■ Brief ■
Output every line of the items below verbatim, with no changes.

■ Records ■
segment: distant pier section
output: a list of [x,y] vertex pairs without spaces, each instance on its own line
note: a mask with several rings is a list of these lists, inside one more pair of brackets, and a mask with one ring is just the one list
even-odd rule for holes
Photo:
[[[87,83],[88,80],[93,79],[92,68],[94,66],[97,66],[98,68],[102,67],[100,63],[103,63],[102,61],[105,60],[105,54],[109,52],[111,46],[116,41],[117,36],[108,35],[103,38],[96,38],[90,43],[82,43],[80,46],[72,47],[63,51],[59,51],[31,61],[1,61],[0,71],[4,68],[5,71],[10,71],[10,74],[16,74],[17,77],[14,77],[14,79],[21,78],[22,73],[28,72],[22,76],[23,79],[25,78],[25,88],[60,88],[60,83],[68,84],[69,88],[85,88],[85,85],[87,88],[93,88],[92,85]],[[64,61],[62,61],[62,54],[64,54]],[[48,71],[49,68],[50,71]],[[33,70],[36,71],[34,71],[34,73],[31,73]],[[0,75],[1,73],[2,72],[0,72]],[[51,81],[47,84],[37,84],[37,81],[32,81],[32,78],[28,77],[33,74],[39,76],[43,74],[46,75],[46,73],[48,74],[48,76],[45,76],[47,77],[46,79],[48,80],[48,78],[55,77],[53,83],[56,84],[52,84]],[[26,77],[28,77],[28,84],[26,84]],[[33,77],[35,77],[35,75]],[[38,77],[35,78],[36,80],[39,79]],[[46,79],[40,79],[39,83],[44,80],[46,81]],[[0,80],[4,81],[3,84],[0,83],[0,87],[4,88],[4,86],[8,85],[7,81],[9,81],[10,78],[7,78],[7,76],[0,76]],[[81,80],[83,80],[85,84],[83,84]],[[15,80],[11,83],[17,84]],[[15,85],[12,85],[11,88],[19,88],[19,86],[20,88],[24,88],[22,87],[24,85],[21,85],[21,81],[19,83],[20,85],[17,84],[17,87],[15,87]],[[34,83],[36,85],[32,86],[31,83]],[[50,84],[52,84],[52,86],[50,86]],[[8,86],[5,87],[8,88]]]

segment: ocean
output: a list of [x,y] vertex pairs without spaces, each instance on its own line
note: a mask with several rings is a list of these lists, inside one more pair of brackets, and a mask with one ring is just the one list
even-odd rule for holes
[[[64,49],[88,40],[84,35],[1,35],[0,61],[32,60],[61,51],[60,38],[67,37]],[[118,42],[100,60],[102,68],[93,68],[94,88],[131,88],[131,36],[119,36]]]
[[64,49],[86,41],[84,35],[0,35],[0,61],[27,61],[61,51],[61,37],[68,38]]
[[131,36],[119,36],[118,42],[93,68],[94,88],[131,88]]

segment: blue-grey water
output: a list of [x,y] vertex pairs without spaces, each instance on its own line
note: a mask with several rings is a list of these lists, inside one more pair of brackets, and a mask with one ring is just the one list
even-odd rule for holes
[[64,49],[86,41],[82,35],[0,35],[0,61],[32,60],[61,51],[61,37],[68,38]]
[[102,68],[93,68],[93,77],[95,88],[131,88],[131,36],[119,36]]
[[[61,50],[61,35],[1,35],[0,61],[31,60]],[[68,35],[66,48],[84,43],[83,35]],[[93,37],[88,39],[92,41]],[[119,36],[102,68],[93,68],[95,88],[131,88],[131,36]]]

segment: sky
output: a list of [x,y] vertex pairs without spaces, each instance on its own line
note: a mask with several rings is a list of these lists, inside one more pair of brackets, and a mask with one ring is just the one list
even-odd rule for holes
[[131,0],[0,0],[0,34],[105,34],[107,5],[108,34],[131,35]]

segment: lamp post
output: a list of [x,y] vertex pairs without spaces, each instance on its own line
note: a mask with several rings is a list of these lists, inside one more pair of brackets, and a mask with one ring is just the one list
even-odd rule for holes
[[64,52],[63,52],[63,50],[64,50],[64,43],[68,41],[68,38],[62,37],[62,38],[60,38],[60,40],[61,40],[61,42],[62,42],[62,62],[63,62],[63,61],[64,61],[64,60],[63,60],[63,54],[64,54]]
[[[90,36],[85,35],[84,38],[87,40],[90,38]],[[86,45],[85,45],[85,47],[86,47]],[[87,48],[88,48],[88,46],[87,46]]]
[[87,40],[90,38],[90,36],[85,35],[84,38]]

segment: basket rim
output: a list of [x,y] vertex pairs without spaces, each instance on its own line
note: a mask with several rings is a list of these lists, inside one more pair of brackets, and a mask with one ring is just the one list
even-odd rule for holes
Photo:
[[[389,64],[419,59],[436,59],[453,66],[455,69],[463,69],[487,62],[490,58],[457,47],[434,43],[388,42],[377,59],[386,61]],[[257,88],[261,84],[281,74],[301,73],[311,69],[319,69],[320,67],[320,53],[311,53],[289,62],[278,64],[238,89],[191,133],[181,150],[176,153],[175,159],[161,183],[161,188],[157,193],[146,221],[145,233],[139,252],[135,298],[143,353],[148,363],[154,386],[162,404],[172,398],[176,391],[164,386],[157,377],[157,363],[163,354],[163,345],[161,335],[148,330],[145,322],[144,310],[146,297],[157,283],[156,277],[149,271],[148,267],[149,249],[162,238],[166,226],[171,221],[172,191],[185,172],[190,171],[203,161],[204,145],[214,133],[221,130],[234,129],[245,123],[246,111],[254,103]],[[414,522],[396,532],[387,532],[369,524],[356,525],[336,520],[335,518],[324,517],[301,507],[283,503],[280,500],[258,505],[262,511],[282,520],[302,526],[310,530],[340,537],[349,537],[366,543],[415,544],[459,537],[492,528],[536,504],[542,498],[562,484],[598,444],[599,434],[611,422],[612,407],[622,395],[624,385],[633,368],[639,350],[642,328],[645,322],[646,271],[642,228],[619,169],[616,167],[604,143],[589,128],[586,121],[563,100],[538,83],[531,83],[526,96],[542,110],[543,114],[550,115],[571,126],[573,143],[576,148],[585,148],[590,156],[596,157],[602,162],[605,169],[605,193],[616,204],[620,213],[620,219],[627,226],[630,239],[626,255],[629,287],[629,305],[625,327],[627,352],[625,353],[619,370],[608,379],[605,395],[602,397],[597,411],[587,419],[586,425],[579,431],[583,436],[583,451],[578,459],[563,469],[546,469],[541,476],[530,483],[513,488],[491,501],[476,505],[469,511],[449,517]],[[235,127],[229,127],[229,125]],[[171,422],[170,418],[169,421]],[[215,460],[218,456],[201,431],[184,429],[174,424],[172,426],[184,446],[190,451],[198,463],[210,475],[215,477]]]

■ Result below ■
segment: distant pier section
output: a list of [x,y] vertex pairs without spaces, each instance on its own line
note: a mask with several rings is a list of these lists, inside one more pair of brackets, and a mask with one ring is just the one list
even-odd rule for holes
Photo:
[[[87,83],[88,80],[93,79],[92,68],[94,66],[97,66],[98,68],[102,67],[100,63],[103,63],[102,61],[105,60],[105,54],[109,52],[111,46],[116,41],[117,36],[108,35],[103,38],[96,38],[90,43],[82,43],[80,46],[72,47],[63,51],[59,51],[31,61],[1,61],[0,71],[4,68],[5,71],[10,71],[10,74],[16,74],[17,77],[14,77],[14,79],[21,78],[22,73],[28,72],[22,76],[23,79],[25,78],[25,88],[60,88],[60,83],[68,84],[69,88],[85,88],[85,85],[87,88],[93,88],[92,85]],[[64,61],[62,61],[62,54],[64,54]],[[48,71],[49,68],[50,71]],[[33,70],[36,71],[34,71],[34,73],[31,73]],[[0,75],[1,73],[2,72],[0,72]],[[51,81],[47,84],[37,84],[37,81],[32,81],[32,78],[28,77],[33,74],[39,76],[43,74],[46,75],[46,73],[48,74],[48,76],[45,76],[47,77],[46,79],[48,80],[48,78],[55,77],[53,83],[56,84],[52,84]],[[26,77],[28,77],[28,84],[26,84]],[[33,77],[35,77],[35,75]],[[38,77],[35,78],[36,80],[39,79]],[[46,79],[40,79],[39,83],[44,80],[46,81]],[[0,80],[4,81],[3,84],[0,83],[0,87],[4,88],[4,86],[8,85],[7,81],[9,81],[10,78],[7,78],[7,76],[0,76]],[[81,80],[83,80],[85,84],[83,84]],[[15,80],[11,83],[17,84]],[[15,85],[12,85],[11,88],[19,88],[19,86],[20,88],[24,88],[22,87],[24,85],[21,85],[21,81],[19,83],[20,85],[17,84],[17,87],[15,87]],[[34,83],[36,85],[32,86],[31,83]],[[50,84],[52,84],[52,86],[50,86]],[[8,86],[5,87],[8,88]]]

segment: ocean
output: a list of [x,y] vertex pairs without spaces, each instance on its own line
note: a mask with several rings is a list of these lists, inside one more pair of brackets, and a mask with one ring is just the one list
even-odd rule for holes
[[[64,49],[88,40],[84,35],[1,35],[0,61],[32,60],[61,51],[60,38],[67,37]],[[118,42],[100,60],[102,68],[93,68],[94,88],[131,88],[131,36],[119,36]]]
[[64,49],[86,41],[84,35],[0,35],[0,61],[27,61],[61,51],[61,37],[68,38]]
[[131,36],[119,36],[118,42],[93,68],[94,88],[131,88]]

segment: blue-grey water
output: a list of [x,y] vertex pairs without spaces, each instance on its own line
note: a mask with several rings is a list of these lists, inside one more pair of brackets, and a mask with one ring is just the one list
even-odd rule for holes
[[64,49],[86,41],[82,35],[0,35],[0,61],[32,60],[61,51],[61,37],[68,38]]
[[102,68],[93,68],[93,77],[95,88],[131,88],[131,36],[119,36]]
[[[61,50],[61,35],[1,35],[0,61],[31,60]],[[68,35],[66,48],[84,43],[83,35]],[[93,37],[88,39],[92,41]],[[119,36],[102,68],[93,68],[95,88],[131,88],[131,36]]]

segment: sky
output: a list of [x,y] vertex pairs without spaces, each instance on its own line
note: a mask with several rings is a list of these lists, inside one more pair of brackets, and a mask with one ring is just the one list
even-odd rule for holes
[[131,0],[0,0],[0,34],[105,34],[107,5],[108,34],[131,35]]

segment: lamp post
output: a list of [x,y] vertex pairs without spaces, each instance on its own line
note: a mask with several rings is a list of these lists, inside one more pair of brackets, and a mask with one ring is just the one list
even-odd rule for holes
[[64,52],[63,52],[63,50],[64,50],[64,43],[68,41],[68,38],[62,37],[62,38],[60,38],[60,40],[61,40],[61,42],[62,42],[62,62],[63,62],[63,61],[64,61],[64,60],[63,60],[63,54],[64,54]]
[[[90,36],[85,35],[84,38],[87,40],[90,38]],[[86,45],[85,45],[85,47],[86,47]],[[87,48],[88,48],[88,46],[87,46]]]
[[87,40],[90,38],[90,36],[85,35],[84,38]]

segment: basket rim
output: a list of [x,y] vertex pairs without spaces, each instance on its own line
note: a mask with several rings is a list of these lists, inside one more pair of brackets, and a mask with one ring is just the one list
even-odd rule for holes
Photo:
[[[389,64],[419,59],[436,59],[453,66],[455,69],[463,69],[487,62],[490,58],[457,47],[434,43],[388,42],[377,59],[386,61]],[[257,88],[261,84],[281,74],[301,73],[311,69],[319,69],[320,67],[320,53],[311,53],[289,62],[278,64],[238,89],[191,133],[181,150],[176,153],[175,159],[161,183],[161,188],[157,193],[146,221],[145,233],[139,252],[135,298],[143,353],[148,363],[154,386],[162,404],[172,398],[176,391],[164,386],[157,377],[157,363],[163,354],[163,345],[161,335],[148,330],[145,322],[144,310],[146,297],[157,283],[156,277],[149,271],[148,267],[149,249],[162,238],[166,226],[171,221],[172,191],[185,172],[190,171],[203,161],[204,145],[214,133],[221,130],[234,129],[245,123],[246,111],[254,103]],[[414,522],[396,532],[387,532],[369,524],[356,525],[336,520],[335,518],[324,517],[301,507],[283,503],[280,500],[258,505],[262,511],[282,520],[302,526],[310,530],[340,537],[349,537],[366,543],[415,544],[459,537],[492,528],[536,504],[542,498],[562,484],[598,444],[599,434],[611,422],[612,407],[622,395],[624,385],[633,368],[639,350],[642,328],[645,322],[646,271],[642,228],[619,169],[616,167],[604,143],[589,128],[586,121],[563,100],[538,83],[531,83],[526,96],[542,110],[543,114],[550,115],[571,126],[573,143],[576,148],[585,148],[590,156],[596,157],[602,162],[605,169],[605,193],[616,204],[620,213],[620,219],[627,226],[630,239],[626,255],[629,287],[629,305],[625,327],[627,352],[625,353],[619,370],[608,379],[605,395],[602,397],[597,411],[587,419],[586,425],[579,431],[583,436],[583,451],[578,459],[563,469],[546,469],[541,476],[530,483],[513,488],[491,501],[476,505],[469,511],[449,517]],[[235,127],[229,127],[229,125]],[[171,422],[170,418],[169,421]],[[215,460],[218,456],[201,431],[184,429],[174,424],[172,426],[184,446],[190,451],[198,463],[210,475],[215,477]]]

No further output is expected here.